Records from a data source
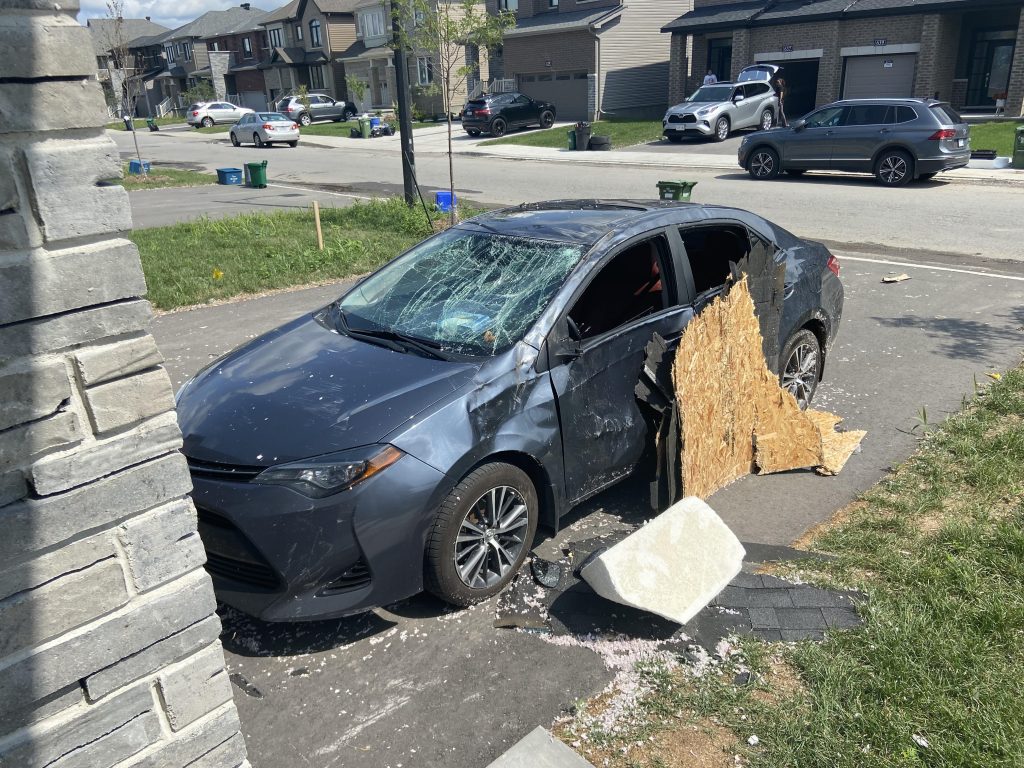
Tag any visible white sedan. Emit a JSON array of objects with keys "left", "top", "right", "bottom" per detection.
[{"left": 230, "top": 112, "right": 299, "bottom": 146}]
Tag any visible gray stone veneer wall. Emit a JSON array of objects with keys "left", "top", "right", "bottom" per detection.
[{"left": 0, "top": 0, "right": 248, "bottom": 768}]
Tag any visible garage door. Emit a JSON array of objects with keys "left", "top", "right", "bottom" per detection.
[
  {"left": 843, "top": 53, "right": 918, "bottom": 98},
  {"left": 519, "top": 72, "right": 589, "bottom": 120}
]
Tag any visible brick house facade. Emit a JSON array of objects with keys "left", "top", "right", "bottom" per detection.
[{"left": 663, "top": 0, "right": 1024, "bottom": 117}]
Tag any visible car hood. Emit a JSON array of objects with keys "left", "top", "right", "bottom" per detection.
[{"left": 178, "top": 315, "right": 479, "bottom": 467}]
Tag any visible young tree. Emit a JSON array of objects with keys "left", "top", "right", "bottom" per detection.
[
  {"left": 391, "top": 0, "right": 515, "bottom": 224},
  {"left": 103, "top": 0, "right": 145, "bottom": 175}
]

--

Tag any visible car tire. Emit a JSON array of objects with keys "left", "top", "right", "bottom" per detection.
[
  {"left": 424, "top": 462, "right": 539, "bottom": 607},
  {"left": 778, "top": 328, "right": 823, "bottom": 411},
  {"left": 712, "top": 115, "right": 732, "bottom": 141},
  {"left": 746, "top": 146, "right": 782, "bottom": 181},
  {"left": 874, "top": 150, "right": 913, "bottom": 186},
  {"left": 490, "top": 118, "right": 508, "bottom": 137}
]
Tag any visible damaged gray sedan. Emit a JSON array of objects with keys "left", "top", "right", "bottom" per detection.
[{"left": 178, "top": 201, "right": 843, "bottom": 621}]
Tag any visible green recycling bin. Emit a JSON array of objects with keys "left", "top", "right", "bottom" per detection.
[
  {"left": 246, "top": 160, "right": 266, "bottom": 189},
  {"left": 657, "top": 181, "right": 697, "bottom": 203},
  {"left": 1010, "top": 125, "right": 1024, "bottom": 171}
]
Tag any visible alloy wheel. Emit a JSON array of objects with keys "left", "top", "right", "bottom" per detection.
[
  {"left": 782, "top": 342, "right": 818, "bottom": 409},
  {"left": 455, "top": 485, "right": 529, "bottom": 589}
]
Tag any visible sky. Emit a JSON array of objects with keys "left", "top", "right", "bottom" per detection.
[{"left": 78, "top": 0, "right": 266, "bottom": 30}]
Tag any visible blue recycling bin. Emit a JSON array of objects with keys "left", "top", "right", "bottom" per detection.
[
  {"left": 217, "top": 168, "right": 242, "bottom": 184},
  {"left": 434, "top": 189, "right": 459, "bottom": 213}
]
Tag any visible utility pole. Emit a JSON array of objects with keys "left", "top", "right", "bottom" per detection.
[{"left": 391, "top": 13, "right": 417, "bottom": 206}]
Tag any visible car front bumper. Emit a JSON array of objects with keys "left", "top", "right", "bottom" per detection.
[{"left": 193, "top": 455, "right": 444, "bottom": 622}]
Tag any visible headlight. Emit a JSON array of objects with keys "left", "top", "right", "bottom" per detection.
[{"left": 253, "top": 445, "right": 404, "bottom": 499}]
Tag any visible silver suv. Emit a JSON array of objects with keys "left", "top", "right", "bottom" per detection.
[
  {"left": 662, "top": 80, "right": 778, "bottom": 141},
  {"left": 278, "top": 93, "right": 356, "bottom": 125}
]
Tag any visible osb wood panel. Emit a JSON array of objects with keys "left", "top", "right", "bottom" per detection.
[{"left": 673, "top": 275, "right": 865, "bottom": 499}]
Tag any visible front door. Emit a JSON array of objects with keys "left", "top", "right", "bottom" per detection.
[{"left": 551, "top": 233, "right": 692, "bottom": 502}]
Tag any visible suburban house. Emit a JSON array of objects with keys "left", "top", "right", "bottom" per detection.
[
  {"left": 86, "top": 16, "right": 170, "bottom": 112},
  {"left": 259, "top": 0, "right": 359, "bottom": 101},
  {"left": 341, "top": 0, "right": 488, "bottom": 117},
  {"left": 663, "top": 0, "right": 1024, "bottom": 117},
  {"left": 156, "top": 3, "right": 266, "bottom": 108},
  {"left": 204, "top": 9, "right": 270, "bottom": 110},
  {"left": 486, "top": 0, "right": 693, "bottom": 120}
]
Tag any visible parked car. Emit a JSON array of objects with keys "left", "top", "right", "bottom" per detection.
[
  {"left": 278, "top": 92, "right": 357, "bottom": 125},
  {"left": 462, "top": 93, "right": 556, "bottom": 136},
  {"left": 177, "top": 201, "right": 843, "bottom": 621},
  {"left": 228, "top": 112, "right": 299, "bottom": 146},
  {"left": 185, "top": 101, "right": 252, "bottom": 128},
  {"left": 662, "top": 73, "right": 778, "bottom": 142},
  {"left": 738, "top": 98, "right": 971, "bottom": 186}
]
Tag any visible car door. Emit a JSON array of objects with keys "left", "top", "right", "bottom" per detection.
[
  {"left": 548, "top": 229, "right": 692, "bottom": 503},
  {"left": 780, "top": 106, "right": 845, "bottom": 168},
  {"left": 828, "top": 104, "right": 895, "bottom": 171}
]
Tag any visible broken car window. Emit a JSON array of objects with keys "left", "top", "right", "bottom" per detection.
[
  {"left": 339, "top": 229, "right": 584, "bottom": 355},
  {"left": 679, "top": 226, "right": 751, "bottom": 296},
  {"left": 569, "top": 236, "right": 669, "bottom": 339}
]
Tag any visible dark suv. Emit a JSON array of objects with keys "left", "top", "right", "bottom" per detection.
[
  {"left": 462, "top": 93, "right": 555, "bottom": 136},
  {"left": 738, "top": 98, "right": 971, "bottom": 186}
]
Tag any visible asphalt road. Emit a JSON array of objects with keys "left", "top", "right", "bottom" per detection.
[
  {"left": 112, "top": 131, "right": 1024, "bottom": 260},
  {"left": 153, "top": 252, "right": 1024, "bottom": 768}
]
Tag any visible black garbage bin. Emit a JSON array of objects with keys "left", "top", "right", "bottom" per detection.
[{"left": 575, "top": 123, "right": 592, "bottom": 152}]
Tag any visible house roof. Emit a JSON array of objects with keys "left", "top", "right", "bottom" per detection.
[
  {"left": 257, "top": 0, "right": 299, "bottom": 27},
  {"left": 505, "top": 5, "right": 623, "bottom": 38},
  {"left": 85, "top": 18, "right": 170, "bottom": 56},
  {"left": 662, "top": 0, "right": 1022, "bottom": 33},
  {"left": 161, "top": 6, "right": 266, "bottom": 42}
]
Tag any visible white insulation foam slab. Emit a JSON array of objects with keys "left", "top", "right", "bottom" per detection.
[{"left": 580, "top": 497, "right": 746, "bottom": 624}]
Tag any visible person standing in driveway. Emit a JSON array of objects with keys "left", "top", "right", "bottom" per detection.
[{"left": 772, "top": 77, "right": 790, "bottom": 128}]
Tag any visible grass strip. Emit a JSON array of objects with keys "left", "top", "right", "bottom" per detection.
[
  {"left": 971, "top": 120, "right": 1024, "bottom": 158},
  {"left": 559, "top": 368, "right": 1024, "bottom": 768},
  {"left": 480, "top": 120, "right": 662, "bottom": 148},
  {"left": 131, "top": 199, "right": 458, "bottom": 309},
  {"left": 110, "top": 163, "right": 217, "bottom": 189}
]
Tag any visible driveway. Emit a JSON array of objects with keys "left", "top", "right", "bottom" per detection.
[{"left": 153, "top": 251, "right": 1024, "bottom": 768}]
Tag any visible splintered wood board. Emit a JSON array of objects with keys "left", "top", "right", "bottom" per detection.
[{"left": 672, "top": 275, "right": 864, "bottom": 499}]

Written task: Show every line of the records that contains the word "door". Case counts.

Response to the task:
Tag any visible garage door. Emit a JSON array of objects with keys "left", "top", "right", "bottom" per detection.
Tag any visible front door. Emit a JSON array of objects with keys "left", "top", "right", "bottom" per detection.
Tag any visible car door. Emit a JSON array of objects with keys "left", "top", "right", "bottom" per detection.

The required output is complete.